• List of tasks
1. In the passage on Freud, what did Freud destroy in order to confound future biographers?
2. From the passage on Freud, extract the stretch from "Analyzing Freud, the" through "confound future biographers.".
3. Continue the passage about Freud and his biographers from where it stops.

• Text for analysis
Start of Block
Analyzing Freud, the Master of Psychoanalysis
“Biographers, Freud knew even as a young man, spoke on other people’s behalf—like parents, doctors, rabbis, and politicians. Psychoanalysis was to be a medical treatment which enabled people to speak on their own behalf.”—Adam Phillips, Becoming Freud
In his biography of Sigmund Freud’s early life, Becoming Freud: The Making of a Psycholanalyst, Adam Phillips acknowledges the awkwardness of documenting Freud’s life when Freud himself hated biography. Freud angrily rejected offers to from hopeful biographers. He believed that biographies could reveal no truths about a life. He even went so far as to destroy personal documents from his young life in order to confound future biographers.
End of Block
• Given data
Start of Block
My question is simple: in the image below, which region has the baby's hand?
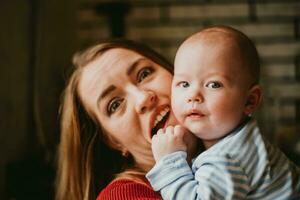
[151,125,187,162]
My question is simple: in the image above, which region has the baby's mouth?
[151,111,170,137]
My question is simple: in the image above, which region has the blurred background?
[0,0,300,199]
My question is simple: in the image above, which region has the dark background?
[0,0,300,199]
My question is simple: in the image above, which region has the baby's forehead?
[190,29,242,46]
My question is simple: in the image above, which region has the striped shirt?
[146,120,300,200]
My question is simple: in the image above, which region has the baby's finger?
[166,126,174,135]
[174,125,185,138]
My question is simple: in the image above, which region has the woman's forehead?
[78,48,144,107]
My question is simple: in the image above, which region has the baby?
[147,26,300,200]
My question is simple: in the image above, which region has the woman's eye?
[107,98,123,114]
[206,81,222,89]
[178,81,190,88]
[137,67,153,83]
End of Block
Start of Block
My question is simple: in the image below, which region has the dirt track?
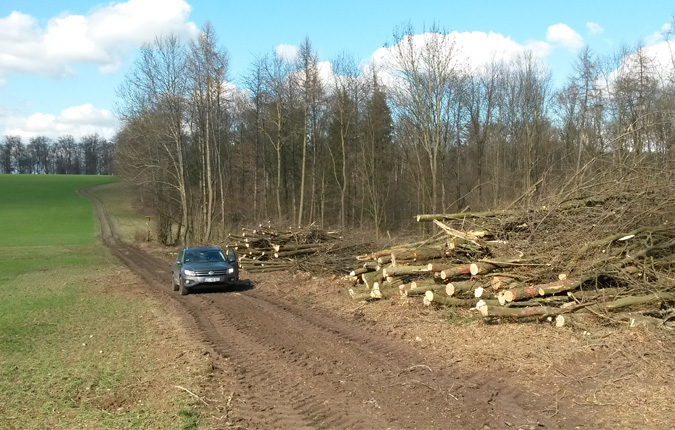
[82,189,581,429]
End of Block
• Answers provided
1. Personal documents from his young life.

2.
Analyzing Freud, the Master of Psychoanalysis
“Biographers, Freud knew even as a young man, spoke on other people’s behalf—like parents, doctors, rabbis, and politicians. Psychoanalysis was to be a medical treatment which enabled people to speak on their own behalf.”—Adam Phillips, Becoming Freud
In his biography of Sigmund Freud’s early life, Becoming Freud: The Making of a Psycholanalyst, Adam Phillips acknowledges the awkwardness of documenting Freud’s life when Freud himself hated biography. Freud angrily rejected offers to from hopeful biographers. He believed that biographies could reveal no truths about a life. He even went so far as to destroy personal documents from his young life in order to confound future biographers.

3.
Freud’s vehement opposition to biography and, in particular, his own biography, says a great deal about his life and his character. His preemptive destruction of documents to keep them from the hands of “biographers” (he specifically used the plural) shows his sense of self-importance and his need to control his biographical record. It should not be surprising that the father of psychoanalysis—the “treatment which enabled people to speak on their own behalf”—desired to tell his own story of his life.
Though he stops short of actually psychoanalyzing Freud, Phillips’ displays a fine understanding of the tenets of psychoanalysis. His sensitive descriptions of Freud’s personal development, invite the reader to make parallel comparisons to the development of his work in psychoanalysis.